▶ REQUIRED TASK: Can you sum up the comedy review below in two sentences?

## Start SUPPLIED TEXT

The evolution of comedy is something to behold. To see its maturation, and at the same time its disintegration of morals and common decency, over the years, it’s amazing the things that still make us laugh. Like the playful wordplay of the Marx Brothers (A Night at the Opera); seeing a fight erupt in the War Room at the height of the Cold War (Dr. Strangelove); a group of cowboys sitting around a campfire making a symphony of flatulence (Blazing Saddles); or June Cleaver speaking jive (Airplane). Nowadays, the big, hit comedies are the ones that try to push the envelope with situational humor and gross-out gags. It’s the reason why we are hesitant about letting our date for the evening borrow some dangling hair gel (There’s Something About Mary), or why we should be wary of eating Brazilian food from a hole-in-the-wall restaurant before a bridal fitting (Bridesmaids).

This summer’s This Is the End is an audacious – and that’s putting it bluntly – comic romp with a bunch of actors we’ve seen countless times before performing to varying results. To some it will be seen as a…Oh god is that another Seth Rogen comedy? Others will roll their eyes at James Franco (and if not Franco, maybe Jonah Hill, or Danny McBride). But here’s the thing: It’s one of the funniest films you’re likely to encounter this year. And that’s just judging it on the surface level where things get wild and crazy fast and don’t stop until the credits roll one hundred minutes later.

## End SUPPLIED TEXT
## Start EXTRACTED RECORDS

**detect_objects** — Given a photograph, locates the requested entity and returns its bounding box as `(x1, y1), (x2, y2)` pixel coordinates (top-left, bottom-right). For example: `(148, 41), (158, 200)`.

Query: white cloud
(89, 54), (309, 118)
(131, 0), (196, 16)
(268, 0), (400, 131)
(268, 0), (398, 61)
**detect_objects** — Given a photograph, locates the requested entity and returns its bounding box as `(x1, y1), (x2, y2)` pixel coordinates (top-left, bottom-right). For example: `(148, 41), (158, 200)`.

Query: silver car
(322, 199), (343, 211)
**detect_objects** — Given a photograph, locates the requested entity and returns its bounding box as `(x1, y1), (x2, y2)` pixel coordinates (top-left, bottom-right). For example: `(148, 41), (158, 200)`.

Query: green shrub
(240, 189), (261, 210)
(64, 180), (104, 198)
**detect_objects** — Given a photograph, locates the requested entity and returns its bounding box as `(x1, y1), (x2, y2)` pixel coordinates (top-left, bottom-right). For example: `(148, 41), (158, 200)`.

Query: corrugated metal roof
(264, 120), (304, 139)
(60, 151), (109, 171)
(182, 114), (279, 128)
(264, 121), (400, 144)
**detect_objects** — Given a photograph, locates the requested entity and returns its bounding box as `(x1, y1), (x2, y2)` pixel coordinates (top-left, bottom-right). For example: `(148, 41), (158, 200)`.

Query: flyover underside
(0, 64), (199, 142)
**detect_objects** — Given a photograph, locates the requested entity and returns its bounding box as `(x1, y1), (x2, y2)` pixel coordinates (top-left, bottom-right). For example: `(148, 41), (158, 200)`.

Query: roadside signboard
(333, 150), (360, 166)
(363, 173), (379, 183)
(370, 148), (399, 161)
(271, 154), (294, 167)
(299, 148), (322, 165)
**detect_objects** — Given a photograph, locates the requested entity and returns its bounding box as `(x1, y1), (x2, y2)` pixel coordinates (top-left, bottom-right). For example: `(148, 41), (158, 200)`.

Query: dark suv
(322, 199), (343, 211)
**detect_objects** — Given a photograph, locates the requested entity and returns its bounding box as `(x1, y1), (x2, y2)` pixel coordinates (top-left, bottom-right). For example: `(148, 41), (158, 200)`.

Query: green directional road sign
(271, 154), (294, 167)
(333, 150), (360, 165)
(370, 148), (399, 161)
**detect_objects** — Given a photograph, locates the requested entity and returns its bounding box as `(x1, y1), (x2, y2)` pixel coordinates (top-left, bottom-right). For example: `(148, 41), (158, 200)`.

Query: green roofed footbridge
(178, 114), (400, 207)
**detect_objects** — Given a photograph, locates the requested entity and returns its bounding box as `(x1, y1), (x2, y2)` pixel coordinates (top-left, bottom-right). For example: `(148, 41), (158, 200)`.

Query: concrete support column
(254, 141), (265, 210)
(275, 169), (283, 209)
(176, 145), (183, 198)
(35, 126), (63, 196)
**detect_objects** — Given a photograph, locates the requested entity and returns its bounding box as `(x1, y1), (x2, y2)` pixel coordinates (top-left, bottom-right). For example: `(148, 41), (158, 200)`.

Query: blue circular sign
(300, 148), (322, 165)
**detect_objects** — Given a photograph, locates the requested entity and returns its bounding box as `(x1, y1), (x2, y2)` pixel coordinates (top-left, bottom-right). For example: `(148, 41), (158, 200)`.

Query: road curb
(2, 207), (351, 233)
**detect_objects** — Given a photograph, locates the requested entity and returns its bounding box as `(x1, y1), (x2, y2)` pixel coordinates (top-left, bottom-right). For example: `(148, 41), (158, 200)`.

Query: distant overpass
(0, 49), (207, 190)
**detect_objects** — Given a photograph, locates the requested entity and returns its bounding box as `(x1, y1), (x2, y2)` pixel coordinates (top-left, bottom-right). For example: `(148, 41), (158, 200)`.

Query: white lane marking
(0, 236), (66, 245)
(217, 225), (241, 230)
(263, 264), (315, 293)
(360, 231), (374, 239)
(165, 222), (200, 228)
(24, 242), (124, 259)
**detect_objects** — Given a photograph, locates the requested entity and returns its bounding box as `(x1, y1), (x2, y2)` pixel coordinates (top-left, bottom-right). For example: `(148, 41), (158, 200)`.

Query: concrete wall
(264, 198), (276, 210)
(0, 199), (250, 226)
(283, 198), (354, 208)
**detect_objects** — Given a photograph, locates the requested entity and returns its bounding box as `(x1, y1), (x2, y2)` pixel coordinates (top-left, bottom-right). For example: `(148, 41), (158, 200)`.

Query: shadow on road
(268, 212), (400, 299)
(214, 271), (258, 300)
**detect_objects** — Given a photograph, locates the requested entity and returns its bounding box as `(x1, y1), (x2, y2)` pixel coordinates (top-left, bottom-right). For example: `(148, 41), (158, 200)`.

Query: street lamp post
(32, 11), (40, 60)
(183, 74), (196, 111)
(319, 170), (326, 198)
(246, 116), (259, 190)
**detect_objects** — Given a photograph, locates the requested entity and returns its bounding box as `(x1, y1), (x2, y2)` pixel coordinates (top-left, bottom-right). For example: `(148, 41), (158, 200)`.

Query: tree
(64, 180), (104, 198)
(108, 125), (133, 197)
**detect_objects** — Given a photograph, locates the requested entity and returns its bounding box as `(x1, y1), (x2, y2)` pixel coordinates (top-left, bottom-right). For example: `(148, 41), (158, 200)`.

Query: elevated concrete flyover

## End EXTRACTED RECORDS

▶ TASK SOLUTION: The review traces how comedy has evolved, from the wordplay of the Marx Brothers and films like Dr. Strangelove, Blazing Saddles and Airplane to today's big hit comedies that push the envelope with situational humor and gross-out gags, such as There's Something About Mary and Bridesmaids. It calls This Is the End an audacious comic romp with familiar actors like Seth Rogen, James Franco, Jonah Hill and Danny McBride, and holds that it is one of the funniest films likely to come out this year, even though some viewers may roll their eyes.